--- Your tasks ---
1 – Summarize the article on Oklahoma peace officers and COVID-19 in two sentences.
2 – Reproduce the article on Oklahoma peace officers and COVID-19 word for word from "COVID-19 Forces Oklahoma" to "passenger side window.".
3 – Answer these questions using the article on Oklahoma peace officers and COVID-19.
(a) From which side window do Oklahoma County Sheriff's Office deputies speak to drivers at traffic stops?
(b) What four kinds of information do EDRs measure and record?
(c) What do spoliation letters create?

--- Passage shown ---
================

COVID-19 Forces Oklahoma Peace Officers to Make Changes

As the coronavirus spreads, peace officers are limiting their interaction with the public, especially when it comes to vehicle collisions.

“If somebody calls us because they’re in a car crash, that’s different than somebody calling because they want to give us information on someone who is having a domestic (violence situation), or somebody who just had a burglary occur,” explained Oklahoma City Police Sgt. Gary Knight. In other words, officers might not respond to the scene of a serious injury collision. These changes are not limited to OCPD. Highway Patrol troopers will not handle drivers’ licenses or other documents. And, at traffic stops, deputies at the Oklahoma County Sheriff’s Office speak to drivers from the passenger side window.

“The bottom line is: we still have wives, kids, significant others and families at home,” said Blackwell Police Chief Dewayne Wood. “It puts a lot on the officer to remember that we are all responsible for ourselves.” “These procedural changes are not just cosmetic,” emphasized Oklahoma City auto accident lawyer Phillip P. Owens II. “They directly affect the way our office collects evidence in car crash claims.”

The police accident report is often the evidentiary cornerstone of a vehicle collision claim. Medical bills are usually just as important. If the police report is unavailable, attorneys must look elsewhere for evidence. A vehicle’s Event Data Recorder often provides all the information the police accident report would have provided, and more. Investigators often use black box flight recorders to determine the cause of airplane crashes. Similarly, attorneys use EDR information to help determine liability in a car crash claim. EDRs measure and record information like:


  • Vehicle speed,
  • Steering angle,
  • Engine acceleration or deceleration, and
  • Brake application.


This determination is not absolute because insurance company defenses, like contributory negligence, might apply.

Electronic evidence in general, and EDR evidence in particular, is often very compelling in court. Tech-savvy jurors usually respond very well to electronic evidence. And, if the EDR was working properly, insurance company lawyers usually cannot successfully challenge its information. Computers are never wrong and never biased. EDR information can make or break a case, especially in the absence of a police report, and attorneys must act aggressively to ensure this evidence is available in court. Generally, insurance companies destroy totaled vehicles within a few days of an accident. If that happens, any physical evidence, such as the EDR, is gone.

So, attorneys send spoliation letters to insurance companies in these situations. These letters create a legal duty to preserve any potential physical evidence, including the EDR. Moreover, Oklahoma has very strict vehicle data privacy laws. Generally, only the owner or an authorized agent can access this data, and that access must be for a very limited purpose, such as vehicle diagnostics. Thus, attorneys must usually obtain court orders before they can access and download EDR information.

================

--- Entries supplied ---
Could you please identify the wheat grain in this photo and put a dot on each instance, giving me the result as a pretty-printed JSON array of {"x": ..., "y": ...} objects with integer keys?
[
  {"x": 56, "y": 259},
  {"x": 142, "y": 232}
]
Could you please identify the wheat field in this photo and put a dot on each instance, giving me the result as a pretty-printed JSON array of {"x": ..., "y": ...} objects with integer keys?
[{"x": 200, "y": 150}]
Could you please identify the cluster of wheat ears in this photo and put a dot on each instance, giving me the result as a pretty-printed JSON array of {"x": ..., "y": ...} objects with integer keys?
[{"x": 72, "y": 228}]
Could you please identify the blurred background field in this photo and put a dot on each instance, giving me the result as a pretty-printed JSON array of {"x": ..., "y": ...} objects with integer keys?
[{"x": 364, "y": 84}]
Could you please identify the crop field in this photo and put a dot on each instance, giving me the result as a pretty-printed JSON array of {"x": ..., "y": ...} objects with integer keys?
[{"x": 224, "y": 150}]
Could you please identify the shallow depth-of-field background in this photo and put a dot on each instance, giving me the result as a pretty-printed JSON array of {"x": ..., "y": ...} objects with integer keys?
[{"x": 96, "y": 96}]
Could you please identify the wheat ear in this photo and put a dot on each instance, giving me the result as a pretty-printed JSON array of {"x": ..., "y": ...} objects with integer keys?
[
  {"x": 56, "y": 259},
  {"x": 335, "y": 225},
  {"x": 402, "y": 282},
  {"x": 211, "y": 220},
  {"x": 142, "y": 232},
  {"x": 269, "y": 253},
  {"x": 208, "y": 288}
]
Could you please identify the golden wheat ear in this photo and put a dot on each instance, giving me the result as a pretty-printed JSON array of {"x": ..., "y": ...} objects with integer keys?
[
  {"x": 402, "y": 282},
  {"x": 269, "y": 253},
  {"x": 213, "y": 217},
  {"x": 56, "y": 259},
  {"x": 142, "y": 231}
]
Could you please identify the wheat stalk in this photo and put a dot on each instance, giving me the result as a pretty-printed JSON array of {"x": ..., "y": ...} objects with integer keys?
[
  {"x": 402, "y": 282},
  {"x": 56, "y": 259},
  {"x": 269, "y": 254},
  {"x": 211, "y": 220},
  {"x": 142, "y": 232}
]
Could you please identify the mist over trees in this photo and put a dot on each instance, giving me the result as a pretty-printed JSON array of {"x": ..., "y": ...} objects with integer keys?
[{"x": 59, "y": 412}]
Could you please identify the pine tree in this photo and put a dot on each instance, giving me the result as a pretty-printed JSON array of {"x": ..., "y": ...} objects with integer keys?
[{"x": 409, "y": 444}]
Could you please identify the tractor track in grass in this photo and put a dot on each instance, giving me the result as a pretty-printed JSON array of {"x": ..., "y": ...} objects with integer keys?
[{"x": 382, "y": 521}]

================

--- Solution set ---
1 – During the coronavirus spread, Oklahoma peace officers are limiting their interaction with the public, and officers might not respond to the scene of a serious injury collision. When a police report is unavailable, attorneys can rely on a vehicle's Event Data Recorder, sending spoliation letters to preserve it and usually obtaining court orders to access it under Oklahoma's strict vehicle data privacy laws.

2 –
COVID-19 Forces Oklahoma Peace Officers to Make Changes

As the coronavirus spreads, peace officers are limiting their interaction with the public, especially when it comes to vehicle collisions.

“If somebody calls us because they’re in a car crash, that’s different than somebody calling because they want to give us information on someone who is having a domestic (violence situation), or somebody who just had a burglary occur,” explained Oklahoma City Police Sgt. Gary Knight. In other words, officers might not respond to the scene of a serious injury collision. These changes are not limited to OCPD. Highway Patrol troopers will not handle drivers’ licenses or other documents. And, at traffic stops, deputies at the Oklahoma County Sheriff’s Office speak to drivers from the passenger side window.

3 –
(a) The passenger side window.
(b) Vehicle speed, steering angle, engine acceleration or deceleration, and brake application.
(c) A legal duty to preserve any potential physical evidence, including the EDR.